DATASET EXTRACT:
** START **
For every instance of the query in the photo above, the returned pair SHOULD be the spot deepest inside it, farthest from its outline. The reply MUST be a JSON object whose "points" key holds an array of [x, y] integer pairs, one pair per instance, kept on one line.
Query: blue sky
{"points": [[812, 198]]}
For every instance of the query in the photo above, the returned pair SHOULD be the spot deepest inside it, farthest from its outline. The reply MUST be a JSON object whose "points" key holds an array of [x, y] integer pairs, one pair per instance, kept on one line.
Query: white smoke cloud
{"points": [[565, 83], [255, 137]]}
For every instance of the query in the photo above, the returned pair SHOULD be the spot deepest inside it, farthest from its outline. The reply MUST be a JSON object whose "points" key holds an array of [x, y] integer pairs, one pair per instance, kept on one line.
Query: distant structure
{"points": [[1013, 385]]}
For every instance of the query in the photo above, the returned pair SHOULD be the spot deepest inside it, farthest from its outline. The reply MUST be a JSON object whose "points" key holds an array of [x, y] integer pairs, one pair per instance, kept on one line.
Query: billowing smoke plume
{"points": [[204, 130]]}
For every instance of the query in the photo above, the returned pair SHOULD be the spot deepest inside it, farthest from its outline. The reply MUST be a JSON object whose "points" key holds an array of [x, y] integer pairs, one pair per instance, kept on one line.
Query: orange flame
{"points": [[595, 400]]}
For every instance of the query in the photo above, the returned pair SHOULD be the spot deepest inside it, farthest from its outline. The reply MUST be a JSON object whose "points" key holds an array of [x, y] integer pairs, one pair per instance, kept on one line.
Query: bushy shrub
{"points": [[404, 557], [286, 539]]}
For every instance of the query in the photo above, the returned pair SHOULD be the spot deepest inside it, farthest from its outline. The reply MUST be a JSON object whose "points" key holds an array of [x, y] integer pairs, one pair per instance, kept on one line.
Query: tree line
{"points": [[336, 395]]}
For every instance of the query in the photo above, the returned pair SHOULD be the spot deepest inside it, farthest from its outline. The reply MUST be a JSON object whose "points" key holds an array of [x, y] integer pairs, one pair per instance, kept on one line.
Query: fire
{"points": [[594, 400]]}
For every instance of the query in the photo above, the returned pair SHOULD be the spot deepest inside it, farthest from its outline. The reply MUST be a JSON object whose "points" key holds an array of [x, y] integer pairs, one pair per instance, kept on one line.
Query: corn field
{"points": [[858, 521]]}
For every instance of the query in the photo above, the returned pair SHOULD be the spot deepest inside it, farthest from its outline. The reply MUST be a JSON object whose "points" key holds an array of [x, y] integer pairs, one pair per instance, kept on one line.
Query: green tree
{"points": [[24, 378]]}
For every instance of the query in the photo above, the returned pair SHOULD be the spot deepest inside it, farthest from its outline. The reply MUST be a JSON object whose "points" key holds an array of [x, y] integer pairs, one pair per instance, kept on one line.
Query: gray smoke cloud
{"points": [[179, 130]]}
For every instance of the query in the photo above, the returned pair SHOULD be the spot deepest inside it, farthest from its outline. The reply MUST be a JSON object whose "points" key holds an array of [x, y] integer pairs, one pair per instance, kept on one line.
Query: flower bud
** END **
WHAT IS ASKED: Extract all of the data above without altering anything.

WORKED SOLUTION:
For every instance of the query in the photo above, the returned pair SHOULD be the spot deepest inside it, farthest from its outline. The reply MUST be a JSON object whose "points" key holds an array of [x, y] integer pairs, one pair per instance, kept on one line.
Query: blue sky
{"points": [[812, 198]]}
For every instance of the query in the photo above, the returned pair SHOULD be the spot deepest inside it, farthest from its outline. The reply MUST be a JSON object whose "points" key holds an array of [x, y] integer pairs, one pair per instance, kept on one line.
Query: white smoke cloud
{"points": [[565, 83], [255, 137]]}
For every instance of the query in the photo above, the returned pair SHOULD be the spot deepest inside it, farthest from its outline. The reply MUST be a JSON object whose "points" key holds an array of [x, y] integer pairs, one pair per instance, kept on one line.
Query: distant structure
{"points": [[1013, 385]]}
For every instance of the query in the photo above, the returned pair SHOULD be the spot deepest inside it, farthest from its outline. The reply MUST be a JSON object whose "points" key holds an array of [x, y] integer pairs, one pair per instance, kept on one line.
Query: billowing smoke plume
{"points": [[204, 130]]}
For every instance of the query in the photo above, the returned pair SHOULD be the spot deepest inside it, farthest from its outline. The reply MUST be a JSON object whose "points" key holds an array of [x, y] integer pairs, one pair per instance, kept on one line.
Query: orange flame
{"points": [[595, 400]]}
For every instance of the query in the photo above, the returned pair SHOULD be the spot deepest inside it, farthest from its outline. The reply MUST be a JSON object whose "points" key holds an array of [x, y] integer pairs, one pair per instance, kept on one line.
Query: bushy shrub
{"points": [[404, 557], [286, 539]]}
For every instance of the query in the photo above, the returned pair SHOULD be the spot deepest inside it, farthest from its outline. The reply MUST be a JSON object whose "points" key holds an array of [x, y] integer pairs, one pair per instance, kept on one line.
Query: tree line
{"points": [[336, 395]]}
For every instance of the query in the photo above, the returned pair SHOULD be the spot deepest inside it, farthest from its outline. The reply MUST be a JSON object whose "points" key holds an array of [x, y] integer pairs, one pair per instance, kept on one line.
Query: fire
{"points": [[594, 400]]}
For every instance of the query in the photo above, the returned pair SHOULD be the spot deepest inside it, farthest from its outline. The reply MUST be a JSON object whose "points" key holds an array of [x, y] integer pairs, one pair per instance, kept on one line.
Query: corn field
{"points": [[858, 521]]}
For every instance of the query in the photo above, the returned pair SHOULD be the spot deepest inside it, farthest from its outline. The reply MUST be a JSON object whose "points" key holds an array of [x, y] integer pairs, one pair per instance, kept on one line.
Query: green tree
{"points": [[24, 378]]}
For every instance of the query in the photo above, the returned pair SHOULD be the spot deepest inside it, farthest from its outline. The reply MUST be a JSON object whose "points" key holds an array of [x, y] integer pairs, one pair per instance, kept on one line.
Query: gray smoke cloud
{"points": [[179, 130]]}
For every instance of the query in the photo above, the returned pair SHOULD be the spot deepest inside it, farthest from its outline. The reply MUST be a JSON object whose "points" key holds an array of [x, y] integer pairs, one pair per instance, kept on one line.
Query: flower bud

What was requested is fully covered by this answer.